Spatial localization data:

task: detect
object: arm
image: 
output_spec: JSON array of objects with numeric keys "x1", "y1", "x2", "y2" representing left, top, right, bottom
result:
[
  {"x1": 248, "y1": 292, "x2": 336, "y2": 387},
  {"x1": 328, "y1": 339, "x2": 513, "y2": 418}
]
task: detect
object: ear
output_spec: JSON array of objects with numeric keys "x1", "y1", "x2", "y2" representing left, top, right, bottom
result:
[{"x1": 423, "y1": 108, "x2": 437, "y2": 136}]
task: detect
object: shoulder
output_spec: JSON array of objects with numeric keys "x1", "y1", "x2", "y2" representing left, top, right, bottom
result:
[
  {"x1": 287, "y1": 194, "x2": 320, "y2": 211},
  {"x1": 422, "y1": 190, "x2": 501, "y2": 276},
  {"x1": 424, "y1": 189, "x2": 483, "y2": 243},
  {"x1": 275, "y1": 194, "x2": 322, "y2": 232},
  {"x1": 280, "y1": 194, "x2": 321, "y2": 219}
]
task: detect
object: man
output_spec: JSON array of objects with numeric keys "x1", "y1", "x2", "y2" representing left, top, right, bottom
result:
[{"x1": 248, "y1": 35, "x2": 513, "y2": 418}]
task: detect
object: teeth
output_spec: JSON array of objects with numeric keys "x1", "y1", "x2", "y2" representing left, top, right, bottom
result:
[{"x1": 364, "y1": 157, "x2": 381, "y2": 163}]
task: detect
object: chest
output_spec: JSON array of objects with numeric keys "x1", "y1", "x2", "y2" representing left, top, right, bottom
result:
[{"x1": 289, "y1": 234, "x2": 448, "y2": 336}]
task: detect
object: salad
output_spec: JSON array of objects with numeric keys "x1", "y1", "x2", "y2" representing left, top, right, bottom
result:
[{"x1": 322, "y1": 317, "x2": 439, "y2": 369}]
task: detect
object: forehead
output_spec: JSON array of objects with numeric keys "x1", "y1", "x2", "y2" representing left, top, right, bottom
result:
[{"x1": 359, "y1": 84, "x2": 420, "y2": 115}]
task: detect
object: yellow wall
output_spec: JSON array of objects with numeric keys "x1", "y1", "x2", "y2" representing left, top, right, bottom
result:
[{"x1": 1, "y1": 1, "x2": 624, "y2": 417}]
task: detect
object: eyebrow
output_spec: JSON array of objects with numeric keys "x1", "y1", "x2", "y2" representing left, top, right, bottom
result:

## Exercise instructions
A complete, exact copy of the records is what is needed.

## Problem solution
task: detect
object: arm
image: 
output_spec: JSON array of objects with numeric keys "x1", "y1", "x2", "y2" representing left, top, right, bottom
result:
[
  {"x1": 248, "y1": 292, "x2": 336, "y2": 387},
  {"x1": 328, "y1": 339, "x2": 513, "y2": 418}
]
task: detect
object: ear
output_spec: JSON array of objects with numeric keys "x1", "y1", "x2", "y2" representing left, top, right, bottom
result:
[{"x1": 423, "y1": 108, "x2": 437, "y2": 136}]
task: detect
object: shoulder
output_spec: JSON array of objects with numeric keys "x1", "y1", "x2", "y2" representing left, top, right, bottom
result:
[
  {"x1": 287, "y1": 194, "x2": 320, "y2": 211},
  {"x1": 422, "y1": 190, "x2": 501, "y2": 276},
  {"x1": 424, "y1": 189, "x2": 483, "y2": 243},
  {"x1": 275, "y1": 194, "x2": 322, "y2": 232},
  {"x1": 280, "y1": 194, "x2": 321, "y2": 219}
]
task: detect
object: man
output_spec: JSON array of objects with numeric keys "x1", "y1", "x2", "y2" representing left, top, right, bottom
result:
[{"x1": 248, "y1": 35, "x2": 513, "y2": 418}]
task: detect
object: teeth
output_spec: JSON array of objects with numeric keys "x1", "y1", "x2", "y2" representing left, top, right, bottom
result:
[{"x1": 364, "y1": 157, "x2": 381, "y2": 163}]
task: detect
object: chest
output_spec: JSON array of objects with numeric keys "x1", "y1", "x2", "y2" representing left, top, right, bottom
result:
[{"x1": 289, "y1": 234, "x2": 448, "y2": 336}]
task: detect
object: salad
output_spec: JSON array of objects with numeric keys "x1", "y1", "x2", "y2" representing left, top, right, bottom
result:
[{"x1": 322, "y1": 317, "x2": 439, "y2": 369}]
task: detect
object: forehead
output_spec: JSON array of objects with numeric keys "x1", "y1", "x2", "y2" representing left, top, right, bottom
result:
[{"x1": 359, "y1": 84, "x2": 420, "y2": 115}]
task: detect
object: yellow wall
output_spec: JSON array of objects with numeric keys "x1", "y1", "x2", "y2" representing left, top, right, bottom
result:
[{"x1": 1, "y1": 1, "x2": 624, "y2": 417}]
task: detect
object: eyebrow
output_spec: JSON array of objects with numeric keys "x1", "y1", "x2", "y2" representing left, top, right, bottom
result:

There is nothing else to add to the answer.